**REQUIRED WORK**
Recast the items below as a numbered list with one line per number, omitting any blank lines.

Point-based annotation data
★ ★ ★ ★ ★ ★ ★

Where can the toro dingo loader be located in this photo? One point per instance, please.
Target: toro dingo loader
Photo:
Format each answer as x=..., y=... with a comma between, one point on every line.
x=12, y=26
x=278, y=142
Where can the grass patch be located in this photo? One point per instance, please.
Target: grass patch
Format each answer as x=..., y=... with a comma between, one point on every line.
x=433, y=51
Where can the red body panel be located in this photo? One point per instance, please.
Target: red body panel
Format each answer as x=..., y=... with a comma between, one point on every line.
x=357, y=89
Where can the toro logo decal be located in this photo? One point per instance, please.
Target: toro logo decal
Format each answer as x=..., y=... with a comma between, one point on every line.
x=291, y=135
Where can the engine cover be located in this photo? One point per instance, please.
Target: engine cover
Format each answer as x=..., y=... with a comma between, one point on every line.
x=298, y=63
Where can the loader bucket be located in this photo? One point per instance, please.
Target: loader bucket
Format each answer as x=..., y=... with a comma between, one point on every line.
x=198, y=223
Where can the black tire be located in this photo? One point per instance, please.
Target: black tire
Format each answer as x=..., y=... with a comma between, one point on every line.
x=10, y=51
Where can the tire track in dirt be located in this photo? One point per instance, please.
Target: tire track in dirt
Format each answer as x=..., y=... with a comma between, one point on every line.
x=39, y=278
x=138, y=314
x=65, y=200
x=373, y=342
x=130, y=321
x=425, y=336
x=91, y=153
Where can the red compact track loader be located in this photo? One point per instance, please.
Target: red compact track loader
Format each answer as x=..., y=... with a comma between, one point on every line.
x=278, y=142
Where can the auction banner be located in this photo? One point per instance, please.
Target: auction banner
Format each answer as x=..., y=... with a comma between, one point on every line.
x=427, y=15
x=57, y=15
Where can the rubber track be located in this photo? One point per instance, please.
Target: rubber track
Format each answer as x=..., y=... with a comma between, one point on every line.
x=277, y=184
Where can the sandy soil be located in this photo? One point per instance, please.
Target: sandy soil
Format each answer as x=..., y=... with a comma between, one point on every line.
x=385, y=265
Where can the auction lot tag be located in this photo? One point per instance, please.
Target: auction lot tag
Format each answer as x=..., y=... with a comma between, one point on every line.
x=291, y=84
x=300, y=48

★ ★ ★ ★ ★ ★ ★

**EXERCISE OUTPUT**
1. Where can the toro dingo loader be located in this photo? One point per instance, please.
2. Target: toro dingo loader
3. Photo:
4. Format each answer as x=..., y=... with a comma between, one point on every line.
5. x=12, y=26
6. x=278, y=142
7. Where can the grass patch be located in this photo? One point per instance, please.
8. Target: grass patch
9. Format each answer as x=..., y=... with a comma between, one point on every line.
10. x=433, y=51
11. Where can the red body panel be located in this photo? One point per instance, please.
12. Target: red body panel
13. Format each answer as x=..., y=... with a comma between, one point on every line.
14. x=357, y=89
15. Where can the toro logo decal be located in this photo? One point per instance, please.
16. Target: toro logo decal
17. Format each answer as x=..., y=... with a comma between, one point on every line.
18. x=291, y=135
19. Where can the engine cover be located in this photo? One point per instance, please.
20. Target: engine cover
21. Format each answer as x=..., y=... with a comma between, one point on every line.
22. x=298, y=63
23. Where can the loader bucket be located in this photo? One point per instance, please.
24. Target: loader bucket
25. Format each answer as x=..., y=... with a comma between, one point on every line.
26. x=198, y=223
27. Where can the black tire be located in this photo? One point per instance, please.
28. Target: black tire
29. Format each answer as x=..., y=... with a comma between, one point on every line.
30. x=10, y=51
31. Where can the tire track in dirt be located in this photo? One point per instance, please.
32. Target: tire track in dirt
33. Format each answer as x=..., y=... with a comma between, one point on every line.
34. x=39, y=278
35. x=138, y=314
36. x=65, y=200
37. x=373, y=342
38. x=130, y=321
39. x=425, y=336
40. x=91, y=153
41. Where can the red compact track loader be located in this photo? One point per instance, please.
42. Target: red compact track loader
43. Format each answer as x=..., y=... with a comma between, one point on every line.
44. x=278, y=142
45. Where can the auction banner be located in this photo? One point per instance, please.
46. Target: auction banner
47. Format each answer as x=..., y=... with a comma between, one point on every line.
48. x=427, y=15
49. x=57, y=15
50. Where can the rubber track be located in this photo? One point per instance, please.
51. Target: rubber track
52. Format each answer as x=..., y=... with a comma between, one point on every line.
53. x=277, y=184
54. Where can the sandy soil be located in this photo? One point per instance, please.
55. Target: sandy soil
56. Format each answer as x=..., y=... with a comma between, one point on every line.
57. x=385, y=265
58. Where can the auction lot tag be located in this photo? One point per instance, please.
59. Target: auction lot tag
60. Format each answer as x=..., y=... with a comma between, one point on every line.
61. x=291, y=84
62. x=300, y=48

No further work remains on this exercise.